── Given records
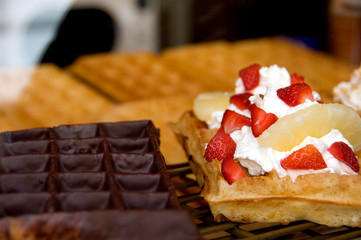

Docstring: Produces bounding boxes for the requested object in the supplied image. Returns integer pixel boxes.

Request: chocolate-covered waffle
[0,120,199,239]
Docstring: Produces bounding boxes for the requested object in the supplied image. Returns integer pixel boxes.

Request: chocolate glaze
[0,121,200,239]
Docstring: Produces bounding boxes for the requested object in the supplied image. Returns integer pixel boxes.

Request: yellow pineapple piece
[193,92,233,121]
[257,104,361,152]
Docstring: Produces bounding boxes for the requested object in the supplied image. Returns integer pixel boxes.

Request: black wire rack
[167,163,361,240]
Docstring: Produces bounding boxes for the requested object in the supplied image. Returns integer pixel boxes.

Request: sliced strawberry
[251,104,278,137]
[277,83,314,107]
[230,93,253,110]
[328,142,360,172]
[204,128,237,161]
[239,64,261,91]
[281,144,327,170]
[221,109,251,134]
[221,158,247,184]
[291,73,305,84]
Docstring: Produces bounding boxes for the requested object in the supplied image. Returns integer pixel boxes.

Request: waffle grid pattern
[0,120,199,240]
[0,122,178,217]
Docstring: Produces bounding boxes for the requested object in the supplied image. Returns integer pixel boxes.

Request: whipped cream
[205,65,357,181]
[333,67,361,111]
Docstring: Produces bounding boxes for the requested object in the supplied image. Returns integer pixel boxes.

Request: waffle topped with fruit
[173,64,361,226]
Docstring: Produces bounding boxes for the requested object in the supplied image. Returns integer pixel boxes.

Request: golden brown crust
[173,112,361,226]
[69,52,206,102]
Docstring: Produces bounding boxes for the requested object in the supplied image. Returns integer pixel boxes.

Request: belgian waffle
[2,64,112,128]
[173,112,361,227]
[0,120,199,239]
[162,38,353,102]
[69,52,206,102]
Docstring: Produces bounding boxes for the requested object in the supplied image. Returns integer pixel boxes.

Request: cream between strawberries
[208,65,357,180]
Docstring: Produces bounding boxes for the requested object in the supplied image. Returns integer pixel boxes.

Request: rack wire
[167,163,361,240]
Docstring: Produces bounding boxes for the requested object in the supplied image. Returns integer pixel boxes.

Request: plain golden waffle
[173,112,361,227]
[69,52,205,102]
[162,38,353,102]
[101,96,193,164]
[1,65,111,130]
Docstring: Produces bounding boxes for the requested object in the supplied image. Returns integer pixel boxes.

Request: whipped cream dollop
[333,67,361,111]
[208,65,357,180]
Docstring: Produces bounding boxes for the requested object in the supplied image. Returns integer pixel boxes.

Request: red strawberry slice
[230,93,253,110]
[204,128,237,161]
[291,73,305,84]
[221,109,251,134]
[277,83,314,107]
[251,104,278,137]
[221,158,247,184]
[281,144,327,170]
[328,142,360,172]
[239,64,261,91]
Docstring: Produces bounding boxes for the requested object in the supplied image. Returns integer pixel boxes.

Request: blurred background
[0,0,361,68]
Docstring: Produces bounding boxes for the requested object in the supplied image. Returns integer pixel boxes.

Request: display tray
[167,163,361,240]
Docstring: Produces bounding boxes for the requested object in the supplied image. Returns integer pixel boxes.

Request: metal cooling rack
[167,163,361,240]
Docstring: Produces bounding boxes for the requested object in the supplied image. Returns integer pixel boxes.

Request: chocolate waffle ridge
[0,120,199,239]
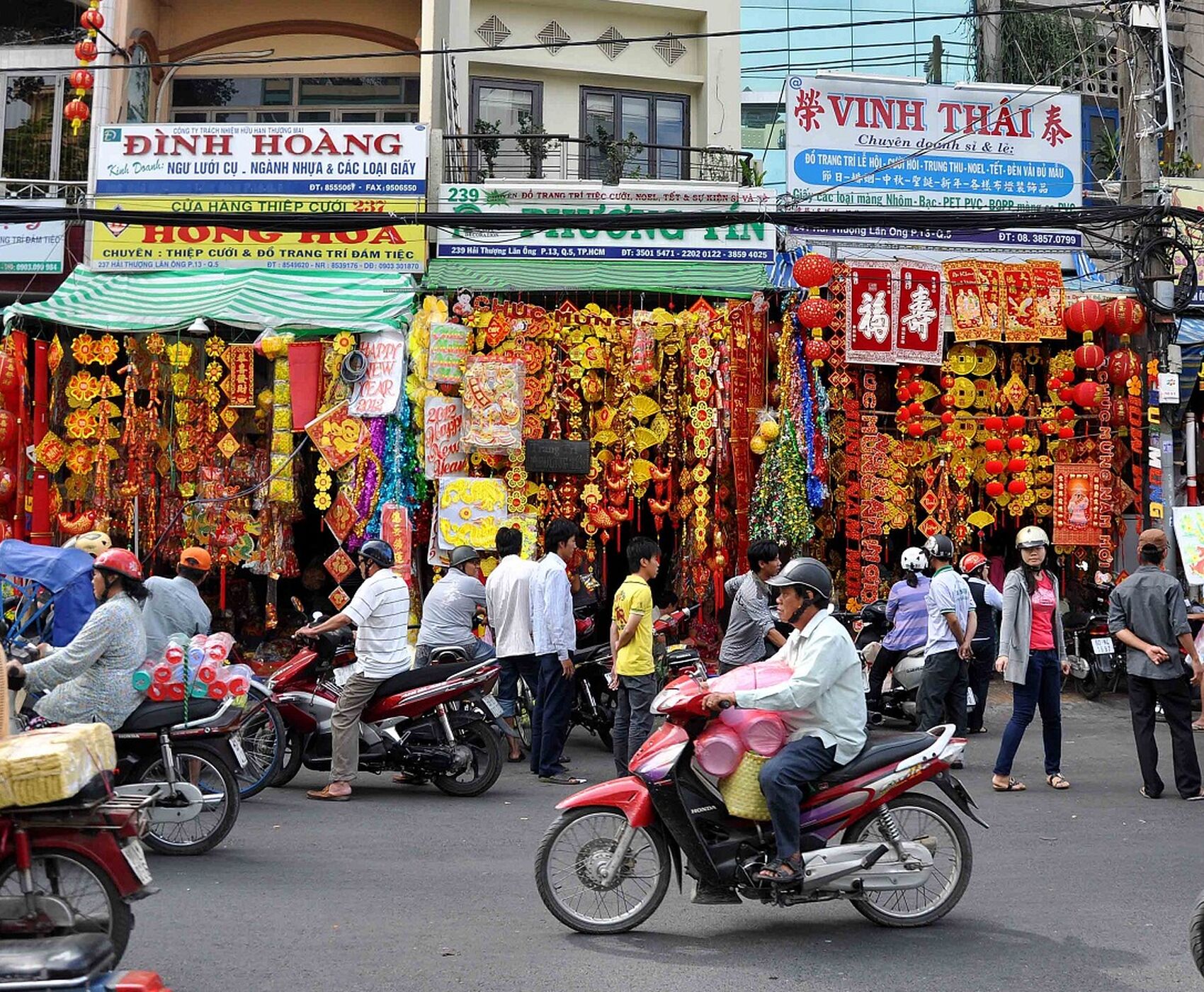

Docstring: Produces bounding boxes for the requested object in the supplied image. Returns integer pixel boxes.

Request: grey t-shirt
────
▶ [Task details]:
Exactly as written, return every line of the listing, but not the pictures.

▶ [The reply]:
Docstring: Produces bounding boxes for the requested object in the supplied image. Returns integer pixel boxes.

Request: chocolate-covered waffle
[0,120,199,239]
Docstring: Produces bounding boxes for the requested object in the supplied image. Returns integer pixel boxes.

Request: chocolate glaze
[0,121,200,239]
Docstring: Produces bounding boxes for the requested object in the supplied image. Returns integer pixel boxes.

Request: yellow pineapple piece
[193,92,233,121]
[257,104,361,152]
Docstring: Produces bounding boxes for the requested object in the supplied image. Returns integer pixel boxes.

Request: black wire rack
[167,163,361,240]
Docstring: Produces bounding boxes for the requested object in the supplied image. Returns integer pixel boxes.

Request: sliced strawberry
[251,104,278,137]
[277,83,314,107]
[230,93,253,110]
[328,142,360,172]
[204,128,237,161]
[239,64,261,91]
[281,144,327,170]
[221,109,251,134]
[221,158,247,184]
[291,73,305,84]
Docstring: Produces bounding boxes for the requested object in the supplied image. Returns integer pixel boxes.

Request: waffle grid pattern
[0,120,199,240]
[0,122,178,217]
Docstring: Produces bounding boxes for the requested object in the supplied image. Returns integer pixel boxes.

Request: whipped cream
[205,65,357,181]
[333,67,361,111]
Docstring: Produces bounding boxes for the requested object in the supplied image. Returns integer pixel boxes.

Request: waffle topped with fruit
[173,64,361,226]
Docstring: Produces bounding boxes for the requested object in the supplied image. Returns integer pixel boxes.

Request: golden brown crust
[173,112,361,226]
[69,52,206,102]
Docstring: Produces bounding boxes for the requested object in the supplied image. Returns integer pixel boxes.

Request: belgian waffle
[2,64,112,128]
[173,112,361,227]
[0,120,199,239]
[162,38,353,102]
[69,52,206,102]
Docstring: Produces bounding boxes for the requested object in the supplied image. Returns integer pixel boxes.

Request: cream between strawberries
[208,65,357,180]
Docstring: Produces bounding boxes for the requested object in the supplied image. Returns integer pixel boxes.

Request: rack wire
[167,163,361,240]
Docstring: Produces bounding boxes for the requested object in the supplied image. Returns integer pixel boxes.

Request: plain golden waffle
[173,112,361,227]
[69,52,205,102]
[162,38,353,102]
[101,96,193,164]
[1,65,111,130]
Docstring: Produces bounding boxes for the requested object in the supplied image. Returns integer pixel boxes.

Request: whipped cream dollop
[333,67,361,111]
[208,65,357,180]
Docstring: Produces bounding boxes for the requested object in the supplied image. Returns integer pixel boxes.

Request: red strawberry slice
[230,93,253,110]
[204,128,237,161]
[291,73,305,84]
[221,109,251,134]
[277,83,314,107]
[251,104,278,137]
[221,158,247,184]
[281,144,327,170]
[328,142,360,172]
[239,64,261,91]
Docstring: Produces bounding boxes for the requested object in the supplied image. Returns integer pixel boxes.

Request: blurred background
[0,0,361,68]
Docstring: Produces bounding boxes for the requested object in the supplied image. Returns integer pixel boxes.

Request: display tray
[167,163,361,240]
Docstring: Produces bounding boxes for the requested object in the supplied image. Returns integer pixel boxes.

Request: metal cooling rack
[167,163,361,240]
Docstring: Produces bounding boxes for the requested object in the supplied image. Returns integer pixel boxes.

Request: chocolate waffle ridge
[0,120,199,239]

Docstring: Produces bounding boxes for the requested object in the supplied image. Returns integer pixel boxes.

Request: grey t-shirt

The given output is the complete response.